Copy each of these items word for word.

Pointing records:
******
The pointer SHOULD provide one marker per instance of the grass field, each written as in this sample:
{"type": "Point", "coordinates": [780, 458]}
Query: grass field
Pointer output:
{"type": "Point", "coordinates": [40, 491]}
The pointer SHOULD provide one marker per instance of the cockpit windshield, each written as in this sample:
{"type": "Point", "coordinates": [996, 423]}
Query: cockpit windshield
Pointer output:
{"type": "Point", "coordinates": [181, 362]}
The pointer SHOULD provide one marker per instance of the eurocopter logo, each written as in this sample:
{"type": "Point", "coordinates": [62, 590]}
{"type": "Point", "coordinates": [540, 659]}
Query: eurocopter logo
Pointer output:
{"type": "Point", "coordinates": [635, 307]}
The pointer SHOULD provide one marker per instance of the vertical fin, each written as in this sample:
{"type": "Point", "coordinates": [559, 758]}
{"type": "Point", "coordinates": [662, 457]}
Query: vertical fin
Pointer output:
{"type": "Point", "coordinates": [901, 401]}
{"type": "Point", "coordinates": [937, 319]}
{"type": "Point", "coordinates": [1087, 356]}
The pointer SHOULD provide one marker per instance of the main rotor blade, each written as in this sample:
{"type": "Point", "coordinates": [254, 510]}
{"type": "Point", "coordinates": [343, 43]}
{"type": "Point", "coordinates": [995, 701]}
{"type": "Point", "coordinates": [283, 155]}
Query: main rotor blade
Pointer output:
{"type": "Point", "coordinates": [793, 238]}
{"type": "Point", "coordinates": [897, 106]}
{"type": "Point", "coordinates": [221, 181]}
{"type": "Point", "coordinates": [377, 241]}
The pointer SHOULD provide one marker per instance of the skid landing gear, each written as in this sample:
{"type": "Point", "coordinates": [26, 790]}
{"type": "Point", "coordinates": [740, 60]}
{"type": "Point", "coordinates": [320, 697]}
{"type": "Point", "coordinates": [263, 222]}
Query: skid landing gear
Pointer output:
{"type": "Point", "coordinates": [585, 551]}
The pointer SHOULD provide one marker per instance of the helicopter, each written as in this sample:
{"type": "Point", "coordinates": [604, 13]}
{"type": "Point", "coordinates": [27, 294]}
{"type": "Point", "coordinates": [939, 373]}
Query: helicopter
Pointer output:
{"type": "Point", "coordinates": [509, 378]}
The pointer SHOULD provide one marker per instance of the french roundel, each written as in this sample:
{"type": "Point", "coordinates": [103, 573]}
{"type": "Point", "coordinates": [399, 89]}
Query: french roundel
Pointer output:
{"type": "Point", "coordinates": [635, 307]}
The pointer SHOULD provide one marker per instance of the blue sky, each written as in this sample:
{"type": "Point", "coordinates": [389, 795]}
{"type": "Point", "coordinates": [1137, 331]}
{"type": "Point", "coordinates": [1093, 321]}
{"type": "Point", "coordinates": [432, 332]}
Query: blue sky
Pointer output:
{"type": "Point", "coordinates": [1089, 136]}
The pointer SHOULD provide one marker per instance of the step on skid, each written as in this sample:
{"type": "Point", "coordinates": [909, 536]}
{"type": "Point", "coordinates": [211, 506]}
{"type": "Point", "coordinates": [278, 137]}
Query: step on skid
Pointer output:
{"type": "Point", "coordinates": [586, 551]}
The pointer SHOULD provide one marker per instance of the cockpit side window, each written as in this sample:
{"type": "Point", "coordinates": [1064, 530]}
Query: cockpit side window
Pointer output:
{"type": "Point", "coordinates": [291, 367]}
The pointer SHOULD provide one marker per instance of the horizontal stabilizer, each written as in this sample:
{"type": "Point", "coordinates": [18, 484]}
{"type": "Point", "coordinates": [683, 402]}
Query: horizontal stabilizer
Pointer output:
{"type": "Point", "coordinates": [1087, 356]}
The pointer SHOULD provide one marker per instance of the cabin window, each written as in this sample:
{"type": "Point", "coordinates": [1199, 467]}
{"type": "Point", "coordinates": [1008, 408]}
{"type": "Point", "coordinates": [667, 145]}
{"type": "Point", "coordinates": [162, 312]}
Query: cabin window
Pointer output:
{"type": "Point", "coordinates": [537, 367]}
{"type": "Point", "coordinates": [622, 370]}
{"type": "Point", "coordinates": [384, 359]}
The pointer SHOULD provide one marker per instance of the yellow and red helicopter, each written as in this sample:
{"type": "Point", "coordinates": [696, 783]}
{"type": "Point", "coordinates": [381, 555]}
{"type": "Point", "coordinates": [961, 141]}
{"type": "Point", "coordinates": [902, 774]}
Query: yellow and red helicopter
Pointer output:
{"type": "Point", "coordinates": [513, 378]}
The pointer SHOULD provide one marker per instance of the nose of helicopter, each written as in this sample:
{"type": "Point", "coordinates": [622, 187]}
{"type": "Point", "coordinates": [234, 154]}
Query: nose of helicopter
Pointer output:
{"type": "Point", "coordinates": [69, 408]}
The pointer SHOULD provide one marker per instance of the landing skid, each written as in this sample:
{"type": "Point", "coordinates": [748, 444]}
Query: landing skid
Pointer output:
******
_TASK ANSWER_
The pointer SHOULD provide one marker per instance of the grass field, each written as in this sample:
{"type": "Point", "coordinates": [780, 458]}
Query: grass field
Pointer output:
{"type": "Point", "coordinates": [40, 491]}
The pointer SHOULD provide one marker per instance of the cockpit windshield, each written as in this sample:
{"type": "Point", "coordinates": [996, 423]}
Query: cockpit windshield
Pointer output:
{"type": "Point", "coordinates": [181, 362]}
The pointer SHOULD provide one marker per instance of the eurocopter logo, each written as in this sample:
{"type": "Point", "coordinates": [62, 590]}
{"type": "Point", "coordinates": [540, 659]}
Query: eurocopter logo
Pointer output:
{"type": "Point", "coordinates": [635, 307]}
The pointer SHOULD provide one marker per instance of the vertical fin, each written as in this sample:
{"type": "Point", "coordinates": [559, 758]}
{"type": "Point", "coordinates": [662, 457]}
Query: vertical fin
Pointer output:
{"type": "Point", "coordinates": [901, 401]}
{"type": "Point", "coordinates": [937, 319]}
{"type": "Point", "coordinates": [1087, 356]}
The pointer SHOULD provide one marker per instance of the main rotor blade, each written as in this sample:
{"type": "Point", "coordinates": [254, 510]}
{"type": "Point", "coordinates": [343, 43]}
{"type": "Point", "coordinates": [995, 701]}
{"type": "Point", "coordinates": [283, 155]}
Query: main rotor blade
Pointer output:
{"type": "Point", "coordinates": [793, 238]}
{"type": "Point", "coordinates": [897, 106]}
{"type": "Point", "coordinates": [221, 181]}
{"type": "Point", "coordinates": [377, 241]}
The pointer SHOULD provide one marker per instance of the skid landing gear, each written as in this sample:
{"type": "Point", "coordinates": [26, 790]}
{"type": "Point", "coordinates": [740, 60]}
{"type": "Point", "coordinates": [320, 697]}
{"type": "Point", "coordinates": [263, 222]}
Query: skid landing gear
Pointer output:
{"type": "Point", "coordinates": [585, 551]}
The pointer SHOULD provide one marker per instance of the helicopter, each written as in this sample:
{"type": "Point", "coordinates": [604, 13]}
{"type": "Point", "coordinates": [27, 294]}
{"type": "Point", "coordinates": [939, 373]}
Query: helicopter
Pointer output:
{"type": "Point", "coordinates": [509, 378]}
The pointer SHOULD provide one marker per instance of the french roundel, each written as in this sample:
{"type": "Point", "coordinates": [103, 573]}
{"type": "Point", "coordinates": [399, 89]}
Query: french roundel
Pointer output:
{"type": "Point", "coordinates": [635, 307]}
The pointer SHOULD provide one marker per instance of the blue sky, each written as in this sample:
{"type": "Point", "coordinates": [389, 795]}
{"type": "Point", "coordinates": [1137, 331]}
{"type": "Point", "coordinates": [1093, 321]}
{"type": "Point", "coordinates": [432, 332]}
Query: blue sky
Pointer output:
{"type": "Point", "coordinates": [1089, 136]}
The pointer SHOULD provide one marker per instance of the step on skid, each written as in this sample:
{"type": "Point", "coordinates": [909, 536]}
{"type": "Point", "coordinates": [211, 506]}
{"type": "Point", "coordinates": [278, 137]}
Query: step on skid
Pointer output:
{"type": "Point", "coordinates": [586, 551]}
The pointer SHOULD provide one marker per instance of the cockpit side window, each written as in this sample:
{"type": "Point", "coordinates": [1064, 530]}
Query: cockpit side window
Pointer output:
{"type": "Point", "coordinates": [291, 367]}
The pointer SHOULD provide one marker per instance of the horizontal stabilizer, each written as in this sample:
{"type": "Point", "coordinates": [18, 484]}
{"type": "Point", "coordinates": [683, 402]}
Query: horizontal stabilizer
Pointer output:
{"type": "Point", "coordinates": [1087, 356]}
The pointer SHOULD provide one marker per instance of the cabin window, each written as in this sample:
{"type": "Point", "coordinates": [1199, 467]}
{"type": "Point", "coordinates": [1008, 408]}
{"type": "Point", "coordinates": [667, 145]}
{"type": "Point", "coordinates": [162, 312]}
Query: cabin window
Pointer output:
{"type": "Point", "coordinates": [537, 367]}
{"type": "Point", "coordinates": [622, 370]}
{"type": "Point", "coordinates": [384, 359]}
The pointer SHOULD provide one marker per instance of the yellow and red helicopter, each written as in this sample:
{"type": "Point", "coordinates": [696, 783]}
{"type": "Point", "coordinates": [381, 555]}
{"type": "Point", "coordinates": [961, 141]}
{"type": "Point", "coordinates": [902, 774]}
Query: yellow and red helicopter
Pointer output:
{"type": "Point", "coordinates": [513, 378]}
The pointer SHOULD provide one marker per instance of the nose of helicopter, each written as in this sample:
{"type": "Point", "coordinates": [622, 187]}
{"type": "Point", "coordinates": [234, 154]}
Query: nose of helicopter
Pointer output:
{"type": "Point", "coordinates": [69, 408]}
The pointer SHOULD provide one marker per instance of the landing skid, each written as in this sample:
{"type": "Point", "coordinates": [748, 444]}
Query: landing skid
Pointer output:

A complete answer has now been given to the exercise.